» **WORK TO COMPLETE**: Apart from the images, repeat the data below exactly as written.

» **DATA UNDER STUDY**:
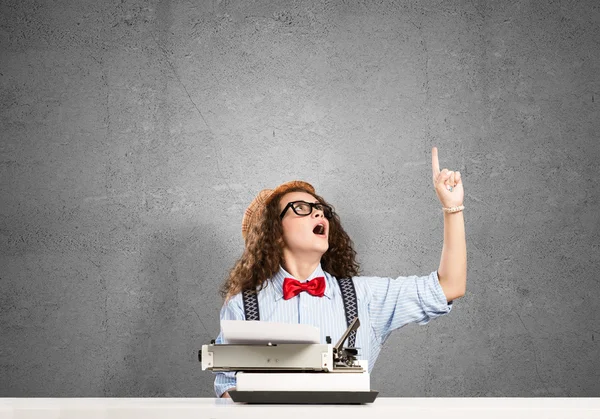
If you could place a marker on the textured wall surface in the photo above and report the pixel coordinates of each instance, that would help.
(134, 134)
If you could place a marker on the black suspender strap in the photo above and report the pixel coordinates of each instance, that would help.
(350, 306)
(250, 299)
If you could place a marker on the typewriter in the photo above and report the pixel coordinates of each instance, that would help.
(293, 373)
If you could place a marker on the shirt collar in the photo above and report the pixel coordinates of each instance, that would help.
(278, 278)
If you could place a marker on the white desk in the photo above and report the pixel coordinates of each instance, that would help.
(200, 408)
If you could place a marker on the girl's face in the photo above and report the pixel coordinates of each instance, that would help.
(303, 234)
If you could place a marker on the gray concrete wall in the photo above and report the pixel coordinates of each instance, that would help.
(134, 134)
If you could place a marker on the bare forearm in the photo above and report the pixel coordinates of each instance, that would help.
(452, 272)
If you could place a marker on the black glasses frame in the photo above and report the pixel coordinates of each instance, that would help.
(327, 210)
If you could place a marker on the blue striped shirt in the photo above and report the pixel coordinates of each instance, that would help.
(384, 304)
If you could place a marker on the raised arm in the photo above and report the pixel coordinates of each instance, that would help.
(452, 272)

» **ANSWER TO THIS PROBLEM**:
If you could place a marker on the textured wall surface in the photo above and report the pixel coordinates of each instance, that would help.
(134, 134)
If you could place a marker on the black suspender strap in the photo above and report the pixel coordinates of each instance, that would help.
(350, 306)
(250, 299)
If you could place a marker on the typewriter in the photo above and report the pixel coordinates of each instance, that would help.
(293, 373)
If you could place a marker on the shirt collar in the photo above and report the pixel coordinates of each instance, that would help.
(278, 278)
If you could place a marker on the white desk in the photo above and report the pixel coordinates of each instance, that would help.
(200, 408)
If you could place a marker on the girl's face in the photo above and report the pixel coordinates of each instance, that would help.
(303, 234)
If you could place a marker on the gray concrete wall in the photo above and report the pixel coordinates of each instance, that would help.
(134, 134)
If you could place a marker on the bare forearm in the photo above and report the pixel coordinates of each instance, that would help.
(452, 272)
If you could place a marker on the black glasses frame in the photo above and report the pixel coordinates of each instance, that would help.
(327, 210)
If you could place a marker on the blue striped shirt in the photo above and report the pixel coordinates of each instance, that would help.
(384, 304)
If you could place a marker on the raised arm in the photo above and report the pixel coordinates of each instance, that would help.
(452, 272)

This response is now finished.